↓

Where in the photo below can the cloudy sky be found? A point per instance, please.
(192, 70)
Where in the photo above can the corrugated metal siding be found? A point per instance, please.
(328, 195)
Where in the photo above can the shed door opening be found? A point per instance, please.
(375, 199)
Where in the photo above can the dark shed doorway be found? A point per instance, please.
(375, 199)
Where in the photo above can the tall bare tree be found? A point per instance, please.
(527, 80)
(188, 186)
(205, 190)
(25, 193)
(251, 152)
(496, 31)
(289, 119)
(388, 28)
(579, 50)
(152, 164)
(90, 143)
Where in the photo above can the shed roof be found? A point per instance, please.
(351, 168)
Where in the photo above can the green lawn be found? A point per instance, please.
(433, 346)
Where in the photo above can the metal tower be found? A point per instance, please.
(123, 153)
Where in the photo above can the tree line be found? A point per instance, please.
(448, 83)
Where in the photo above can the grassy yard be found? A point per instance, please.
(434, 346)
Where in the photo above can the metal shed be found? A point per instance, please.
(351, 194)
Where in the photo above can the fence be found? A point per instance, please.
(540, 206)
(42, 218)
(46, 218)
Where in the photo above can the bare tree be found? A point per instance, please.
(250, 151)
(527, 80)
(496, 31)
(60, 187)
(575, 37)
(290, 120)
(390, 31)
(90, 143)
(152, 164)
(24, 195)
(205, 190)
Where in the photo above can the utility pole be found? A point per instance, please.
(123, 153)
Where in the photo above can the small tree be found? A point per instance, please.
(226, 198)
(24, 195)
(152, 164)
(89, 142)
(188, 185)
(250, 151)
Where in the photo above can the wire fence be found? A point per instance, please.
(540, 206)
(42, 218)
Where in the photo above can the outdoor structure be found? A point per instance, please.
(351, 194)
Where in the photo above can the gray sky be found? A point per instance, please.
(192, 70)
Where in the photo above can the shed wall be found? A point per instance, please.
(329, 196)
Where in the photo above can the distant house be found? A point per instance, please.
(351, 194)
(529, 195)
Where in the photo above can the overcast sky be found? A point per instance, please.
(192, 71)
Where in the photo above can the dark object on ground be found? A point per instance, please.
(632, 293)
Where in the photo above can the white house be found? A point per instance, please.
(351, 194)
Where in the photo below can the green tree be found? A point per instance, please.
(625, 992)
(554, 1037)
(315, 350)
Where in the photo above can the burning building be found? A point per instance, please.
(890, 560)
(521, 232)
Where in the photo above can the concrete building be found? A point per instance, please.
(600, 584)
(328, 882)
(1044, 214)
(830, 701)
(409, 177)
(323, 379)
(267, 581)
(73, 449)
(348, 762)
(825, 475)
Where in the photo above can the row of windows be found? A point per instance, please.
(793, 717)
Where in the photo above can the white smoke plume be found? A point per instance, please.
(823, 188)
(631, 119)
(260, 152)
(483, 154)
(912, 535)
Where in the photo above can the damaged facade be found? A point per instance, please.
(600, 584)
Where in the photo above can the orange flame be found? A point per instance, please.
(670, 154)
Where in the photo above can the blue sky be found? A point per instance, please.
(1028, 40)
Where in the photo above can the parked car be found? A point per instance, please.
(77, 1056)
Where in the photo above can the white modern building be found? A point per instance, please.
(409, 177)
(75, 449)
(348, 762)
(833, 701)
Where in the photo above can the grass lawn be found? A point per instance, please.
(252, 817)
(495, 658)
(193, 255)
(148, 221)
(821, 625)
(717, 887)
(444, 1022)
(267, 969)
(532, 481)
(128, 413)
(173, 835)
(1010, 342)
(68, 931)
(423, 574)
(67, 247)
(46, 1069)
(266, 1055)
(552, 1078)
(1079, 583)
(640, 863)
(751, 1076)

↑

:: REQUEST ::
Copy all of the material above line for line, with no changes.

:: RESPONSE TO THE TASK ::
Where in the photo below can the cloudy sky be found? A point per instance, please.
(192, 70)
Where in the photo above can the corrugated metal siding be found? A point per instance, please.
(328, 195)
Where in the photo above can the shed door opening be found? A point per instance, please.
(375, 199)
Where in the photo above can the dark shed doorway be found? A point per instance, please.
(375, 199)
Where in the photo above can the tall bare tree be found? A point per instance, please.
(527, 80)
(188, 186)
(205, 190)
(25, 193)
(251, 152)
(496, 31)
(289, 119)
(388, 28)
(579, 50)
(152, 164)
(90, 143)
Where in the photo above can the shed roof be found? A point per instance, please.
(351, 168)
Where in the photo above can the green lawn be found? A point per instance, please.
(433, 346)
Where in the photo above can the metal tower be found? A point per instance, please.
(123, 153)
Where in the photo above can the tree line be found? A point per instance, please.
(448, 83)
Where in the photo above can the grassy yard be found? A point per instance, please.
(434, 346)
Where in the photo above can the metal shed be found? A point per instance, please.
(351, 194)
Where in the photo above can the fence be found? A point per instance, please.
(540, 206)
(42, 218)
(46, 218)
Where in the photo above can the bare tree be found? A point per instance, please.
(250, 151)
(527, 80)
(496, 31)
(60, 187)
(575, 37)
(290, 120)
(390, 31)
(90, 143)
(152, 164)
(24, 195)
(205, 190)
Where in the photo above can the utility pole be found? A point per instance, please.
(123, 153)
Where in the photo above can the small tree be found? A point per instance, please.
(226, 198)
(24, 195)
(152, 164)
(89, 142)
(188, 185)
(250, 151)
Where in the photo above can the wire fence be found? A point per instance, please.
(540, 206)
(42, 218)
Where in the photo above can the outdoor structure be found? A point per instance, please.
(351, 194)
Where in the photo above can the gray sky be found? A point per instance, please.
(192, 70)
Where in the photo above can the shed wall be found? A point per instance, please.
(329, 196)
Where in the photo above can the distant house be found? A point per instance, please.
(351, 194)
(529, 195)
Where in the photo above can the overcast sky be found? A point per instance, please.
(192, 71)
Where in the photo above can the dark object on ground be found? A point per instance, please.
(632, 293)
Where in the photo above can the white house be found? A point per instance, please.
(351, 194)
Where in the photo below can the green tree be found? A point per instance, please.
(625, 992)
(554, 1037)
(315, 350)
Where in the photo above can the burning building be found? A point per instance, please.
(890, 560)
(521, 232)
Where in the photo above can the concrete building be found? A point per instance, please.
(600, 584)
(328, 882)
(1044, 214)
(830, 701)
(409, 177)
(323, 379)
(267, 581)
(73, 449)
(348, 762)
(825, 475)
Where in the photo above can the row of windows be found? A point per instance, please.
(793, 717)
Where in the photo above can the white smoke plume be found? A point per instance, please.
(823, 188)
(631, 119)
(260, 152)
(483, 154)
(912, 535)
Where in the photo above can the damaged facade be found? A point per instance, please.
(600, 584)
Where in the photo above can the orange flame be found? A point per instance, please.
(670, 154)
Where in the photo above can the blue sky be found? A point per instance, please.
(1028, 40)
Where in the photo above can the parked car be found? A point per instance, please.
(77, 1056)
Where in the photo above can the white modern building be found? A point per instance, please.
(409, 177)
(75, 449)
(348, 762)
(833, 701)
Where in the photo above can the grass lawn be found? A point per instance, please.
(252, 817)
(495, 658)
(193, 255)
(148, 221)
(821, 625)
(717, 887)
(444, 1022)
(267, 969)
(532, 481)
(128, 413)
(173, 835)
(1010, 342)
(68, 931)
(423, 574)
(67, 247)
(46, 1069)
(266, 1055)
(552, 1078)
(1079, 583)
(640, 863)
(751, 1076)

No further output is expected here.